■ Document excerpt
One day, Paulino worked up the courage to leave his number on Priscilla’s windshield. As their paths crossed so often, he knew where she worked.

“I left that card on the windshield and just thought, if she’s interested, she’ll call me,” Paulino says.

But it wasn’t that easy.

Priscilla was at her aunt’s house, and shared the news that someone had left the card for her with the phone number.

“(My aunt) said, ‘Let me have that card,’ and I remember looking at the card, and looking at the number, and she tore it up,” Priscilla says.

Photography by Lauren Allen

She tried to call over the weekend, but she couldn’t remember the number. That Monday at work, she tried to imagine the number in her head, and after a few tries, she got it right and got ahold of Paulino.

Priscilla was going through a divorce at the time, so she talked to Paulino for about three months before they ever went on a date.

The two started going steady and eventually got married. Each had children from their previous marriages, and Priscilla wasn’t supposed to be able to have any more kids. Then came along their “miracle baby,” Ashley.

“She’s been our world,” Priscilla says. “We were both divorced, we had to raise our kids as a divorced parent, you know. So it’s been so much easier, a whole different world.”

Priscilla says their grandkids are always asking them to recount the story of how they met.

 

Throughout their 40 years of marriage, there have been hardships. Priscilla battled skin cancer and Paulino recently had a triple bypass.

They say one of the most important aspects of keeping their relationship strong is maintaining their traditions, such as getting breakfast together once a week, every Friday morning, at Norma’s Cafe in Oak Cliff. Norma’s employees know and love them, and their morning coffee is always complimentary.

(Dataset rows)
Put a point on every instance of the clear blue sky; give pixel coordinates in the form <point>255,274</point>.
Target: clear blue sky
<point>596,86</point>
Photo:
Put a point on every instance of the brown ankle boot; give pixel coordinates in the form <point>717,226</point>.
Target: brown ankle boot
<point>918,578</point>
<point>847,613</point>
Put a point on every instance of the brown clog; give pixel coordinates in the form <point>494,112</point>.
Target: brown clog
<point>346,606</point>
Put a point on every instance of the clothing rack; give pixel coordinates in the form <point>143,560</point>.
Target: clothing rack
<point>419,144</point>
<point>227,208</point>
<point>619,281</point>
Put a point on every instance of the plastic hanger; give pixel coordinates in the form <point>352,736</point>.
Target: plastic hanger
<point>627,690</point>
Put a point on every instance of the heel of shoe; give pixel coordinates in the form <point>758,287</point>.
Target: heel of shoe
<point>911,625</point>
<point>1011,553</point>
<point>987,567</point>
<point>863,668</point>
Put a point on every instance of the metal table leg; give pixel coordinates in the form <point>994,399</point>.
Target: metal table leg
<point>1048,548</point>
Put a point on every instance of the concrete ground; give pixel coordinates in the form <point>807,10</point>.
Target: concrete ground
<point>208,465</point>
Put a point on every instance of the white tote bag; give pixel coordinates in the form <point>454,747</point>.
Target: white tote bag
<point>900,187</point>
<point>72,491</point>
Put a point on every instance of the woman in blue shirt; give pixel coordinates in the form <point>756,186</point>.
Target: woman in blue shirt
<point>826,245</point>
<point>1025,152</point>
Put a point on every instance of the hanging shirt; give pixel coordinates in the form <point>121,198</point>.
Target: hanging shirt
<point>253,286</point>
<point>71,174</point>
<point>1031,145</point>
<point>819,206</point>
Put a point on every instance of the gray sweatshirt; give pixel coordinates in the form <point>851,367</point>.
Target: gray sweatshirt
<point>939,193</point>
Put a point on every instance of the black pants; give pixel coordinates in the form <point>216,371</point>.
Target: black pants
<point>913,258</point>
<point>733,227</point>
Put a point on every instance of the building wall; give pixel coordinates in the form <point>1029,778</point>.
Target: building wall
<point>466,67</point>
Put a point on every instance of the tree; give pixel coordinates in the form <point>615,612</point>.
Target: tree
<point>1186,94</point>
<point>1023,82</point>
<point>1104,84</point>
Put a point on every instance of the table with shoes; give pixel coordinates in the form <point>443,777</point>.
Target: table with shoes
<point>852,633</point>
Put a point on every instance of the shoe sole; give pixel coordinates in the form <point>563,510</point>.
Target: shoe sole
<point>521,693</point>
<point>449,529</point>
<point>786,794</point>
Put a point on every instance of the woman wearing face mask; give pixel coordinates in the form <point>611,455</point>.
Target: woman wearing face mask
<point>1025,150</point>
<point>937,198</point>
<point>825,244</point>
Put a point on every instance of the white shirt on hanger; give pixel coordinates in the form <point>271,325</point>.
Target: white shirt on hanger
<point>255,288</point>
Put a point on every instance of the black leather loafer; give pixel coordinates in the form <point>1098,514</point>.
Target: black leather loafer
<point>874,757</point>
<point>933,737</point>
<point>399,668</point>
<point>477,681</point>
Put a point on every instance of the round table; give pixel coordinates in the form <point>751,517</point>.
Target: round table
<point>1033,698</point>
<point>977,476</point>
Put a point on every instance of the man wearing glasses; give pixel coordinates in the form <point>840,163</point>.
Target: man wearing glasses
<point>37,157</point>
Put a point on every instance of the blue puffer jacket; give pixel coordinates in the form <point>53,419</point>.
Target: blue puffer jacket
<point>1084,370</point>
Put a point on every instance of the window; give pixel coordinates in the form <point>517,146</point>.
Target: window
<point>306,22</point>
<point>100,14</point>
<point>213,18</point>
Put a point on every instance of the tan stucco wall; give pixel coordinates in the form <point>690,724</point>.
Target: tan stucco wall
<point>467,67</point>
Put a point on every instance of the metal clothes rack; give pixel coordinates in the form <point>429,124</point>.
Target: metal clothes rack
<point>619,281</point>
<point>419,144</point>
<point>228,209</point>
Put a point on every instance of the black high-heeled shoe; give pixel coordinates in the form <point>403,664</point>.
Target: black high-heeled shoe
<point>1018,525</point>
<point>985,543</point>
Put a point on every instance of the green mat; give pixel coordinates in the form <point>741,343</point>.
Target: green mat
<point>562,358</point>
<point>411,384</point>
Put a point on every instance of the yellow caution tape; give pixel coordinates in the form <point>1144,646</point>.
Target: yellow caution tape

■ Task directions
Copy the stretch of the account of how Paulino and Priscilla met from "One day, Paulino" through "wasn’t that easy.", substituting "car window" for "windshield".

■ Expected answer
One day, Paulino worked up the courage to leave his number on Priscilla’s car window. As their paths crossed so often, he knew where she worked.

“I left that card on the car window and just thought, if she’s interested, she’ll call me,” Paulino says.

But it wasn’t that easy.